**PROVIDED TEXT**
>>>

Re: [PR] projection segment merge fixes (druid)

via GitHub Wed, 13 Nov 2024 12:01:34 -0800


clintropolis commented on code in PR #17460:
URL: https://github.com/apache/druid/pull/17460#discussion_r1841079053



##########
processing/src/main/java/org/apache/druid/common/utils/SerializerUtils.java:
##########
@@ -224,4 +239,83 @@ public int getSerializedStringByteSize(String str)
   {
     return Integer.BYTES + StringUtils.toUtf8(str).length;
   }
+
+
+  /**
+   * Write a {@link Serializer} to a {@link Path} and then map it as a 
read-only {@link MappedByteBuffer}
+   */
+  @SuppressFBWarnings("NP_NONNULL_PARAM_VIOLATION")

Review Comment:
   the answer to this is a bit complicated, yea some serializers do not require 
a `FileSmoosher` (basically everything that does not support "large" files 
greater than 2gb does not need a smoosher). Technically none of the current 
callers need a smoosher since the new caller is just taking an `IntBuffer` and 
persisting/mapping it, and the other callers are using `FixedIndexed` which 
does not support large files yet, but accepting a `Serializer` here is kind of 
risky for future misuse.

<<<

**SHORT TASK A**
Copy the code review text above from "clintropolis commented on" up to and including "int getSerializedStringByteSize(String str)".

**DATA SHOWN**
>>>

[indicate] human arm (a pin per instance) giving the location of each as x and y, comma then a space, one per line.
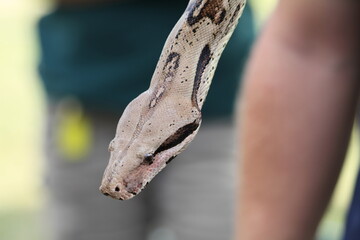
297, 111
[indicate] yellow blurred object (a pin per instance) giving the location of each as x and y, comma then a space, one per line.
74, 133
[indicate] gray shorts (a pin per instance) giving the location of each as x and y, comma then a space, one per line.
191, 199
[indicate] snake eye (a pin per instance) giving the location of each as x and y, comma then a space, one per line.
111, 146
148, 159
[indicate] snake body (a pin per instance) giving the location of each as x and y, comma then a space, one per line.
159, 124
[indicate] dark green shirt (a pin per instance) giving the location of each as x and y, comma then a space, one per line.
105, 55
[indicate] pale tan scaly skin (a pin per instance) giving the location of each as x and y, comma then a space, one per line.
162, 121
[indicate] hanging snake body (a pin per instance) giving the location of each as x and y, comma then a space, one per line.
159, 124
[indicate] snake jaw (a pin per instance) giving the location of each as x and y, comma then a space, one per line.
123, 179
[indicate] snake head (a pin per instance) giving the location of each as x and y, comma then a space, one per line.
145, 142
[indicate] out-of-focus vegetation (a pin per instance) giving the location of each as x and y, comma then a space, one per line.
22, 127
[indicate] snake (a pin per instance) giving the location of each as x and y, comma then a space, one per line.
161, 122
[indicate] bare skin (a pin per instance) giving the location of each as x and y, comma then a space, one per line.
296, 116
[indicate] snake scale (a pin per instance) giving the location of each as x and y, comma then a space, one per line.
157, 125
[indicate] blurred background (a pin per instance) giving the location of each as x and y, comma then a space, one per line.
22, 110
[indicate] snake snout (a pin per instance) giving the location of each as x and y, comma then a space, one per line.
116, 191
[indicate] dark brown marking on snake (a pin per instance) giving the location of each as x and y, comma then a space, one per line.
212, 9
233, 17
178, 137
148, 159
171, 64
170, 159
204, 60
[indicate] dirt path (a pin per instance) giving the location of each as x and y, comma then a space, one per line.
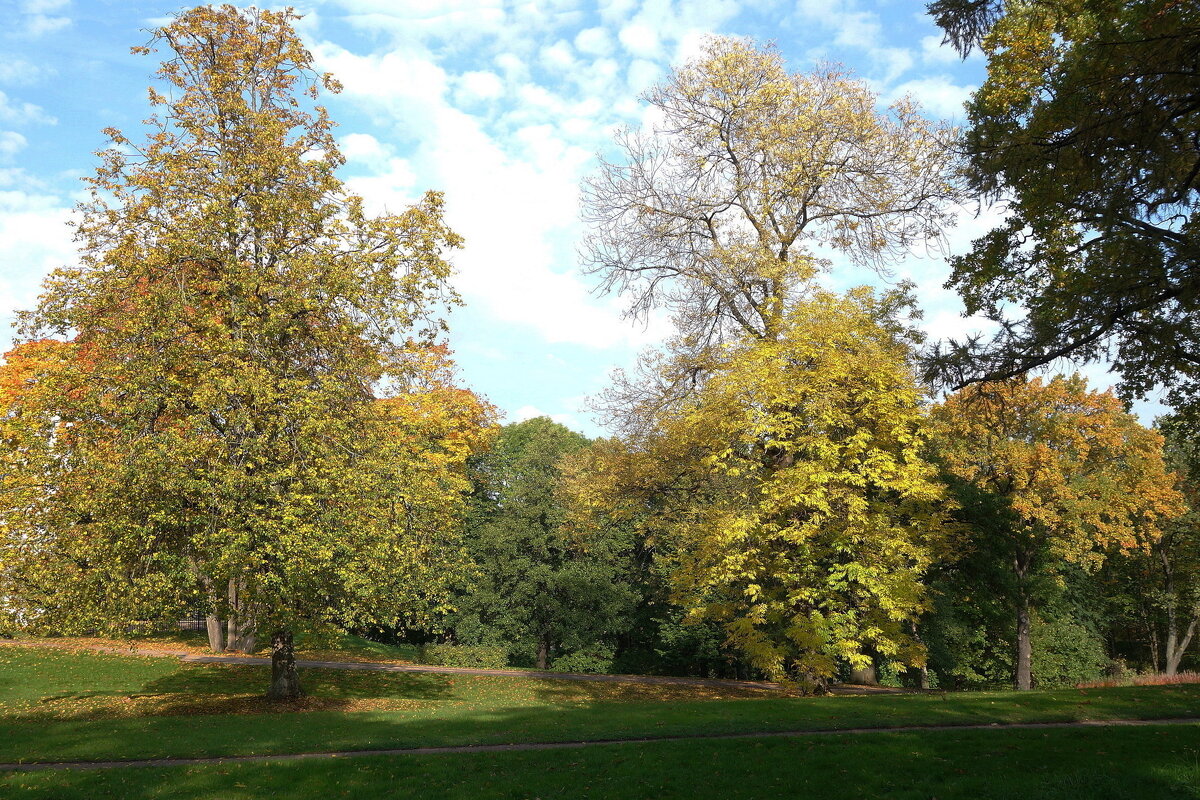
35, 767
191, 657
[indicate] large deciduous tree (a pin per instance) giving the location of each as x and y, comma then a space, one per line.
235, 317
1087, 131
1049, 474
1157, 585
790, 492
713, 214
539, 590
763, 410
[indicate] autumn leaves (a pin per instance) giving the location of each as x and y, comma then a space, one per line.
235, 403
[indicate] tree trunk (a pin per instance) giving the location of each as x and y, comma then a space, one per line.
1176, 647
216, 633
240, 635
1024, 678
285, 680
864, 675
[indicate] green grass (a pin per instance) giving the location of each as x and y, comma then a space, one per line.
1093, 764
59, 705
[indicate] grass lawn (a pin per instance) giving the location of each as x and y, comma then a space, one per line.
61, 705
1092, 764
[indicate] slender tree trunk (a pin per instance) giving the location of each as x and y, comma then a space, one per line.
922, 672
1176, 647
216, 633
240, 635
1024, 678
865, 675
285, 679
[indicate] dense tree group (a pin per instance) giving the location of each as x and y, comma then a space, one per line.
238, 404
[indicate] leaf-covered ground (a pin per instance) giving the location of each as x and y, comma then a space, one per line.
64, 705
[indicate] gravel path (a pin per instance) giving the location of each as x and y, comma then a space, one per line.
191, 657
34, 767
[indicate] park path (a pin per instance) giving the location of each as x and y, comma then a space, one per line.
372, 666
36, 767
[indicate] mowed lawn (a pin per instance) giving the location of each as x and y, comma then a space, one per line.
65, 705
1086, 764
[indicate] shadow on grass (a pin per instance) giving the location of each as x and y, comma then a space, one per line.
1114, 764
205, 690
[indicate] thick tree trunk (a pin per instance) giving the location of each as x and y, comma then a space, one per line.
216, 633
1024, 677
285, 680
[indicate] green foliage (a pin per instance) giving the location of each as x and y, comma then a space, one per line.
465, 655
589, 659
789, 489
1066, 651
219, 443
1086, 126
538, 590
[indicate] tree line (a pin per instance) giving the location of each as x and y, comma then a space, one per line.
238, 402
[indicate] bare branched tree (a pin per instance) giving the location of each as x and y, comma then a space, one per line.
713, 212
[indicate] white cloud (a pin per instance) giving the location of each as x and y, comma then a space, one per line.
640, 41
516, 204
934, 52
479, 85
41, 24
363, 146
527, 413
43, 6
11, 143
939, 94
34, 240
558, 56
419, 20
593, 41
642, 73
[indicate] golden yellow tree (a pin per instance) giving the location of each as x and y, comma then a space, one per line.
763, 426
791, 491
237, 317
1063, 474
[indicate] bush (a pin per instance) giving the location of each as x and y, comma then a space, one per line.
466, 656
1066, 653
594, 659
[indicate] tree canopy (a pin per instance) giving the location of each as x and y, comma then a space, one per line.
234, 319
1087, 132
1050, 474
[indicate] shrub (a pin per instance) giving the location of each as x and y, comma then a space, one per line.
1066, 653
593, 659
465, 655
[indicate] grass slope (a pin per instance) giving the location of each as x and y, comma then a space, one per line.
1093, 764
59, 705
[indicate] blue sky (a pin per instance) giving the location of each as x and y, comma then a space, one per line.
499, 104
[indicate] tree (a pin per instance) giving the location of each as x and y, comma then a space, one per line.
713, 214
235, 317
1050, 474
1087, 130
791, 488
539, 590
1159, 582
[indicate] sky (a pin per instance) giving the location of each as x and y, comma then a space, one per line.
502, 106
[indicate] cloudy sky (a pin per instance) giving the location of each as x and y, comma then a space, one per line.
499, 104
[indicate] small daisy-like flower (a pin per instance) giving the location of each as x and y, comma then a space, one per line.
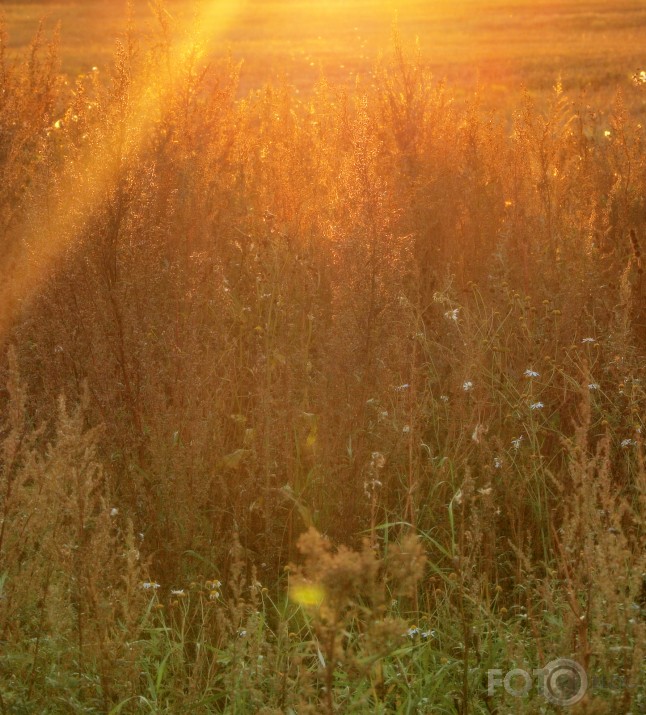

<<<

**SHORT TASK B**
How many lines of the listing above contain the string "snake"? Reply with the number only.

**CORRECT RESPONSE A**
clintropolis commented on code in PR #17460:
URL: https://github.com/apache/druid/pull/17460#discussion_r1841079053



##########
processing/src/main/java/org/apache/druid/common/utils/SerializerUtils.java:
##########
@@ -224,4 +239,83 @@ public int getSerializedStringByteSize(String str)

**CORRECT RESPONSE B**
9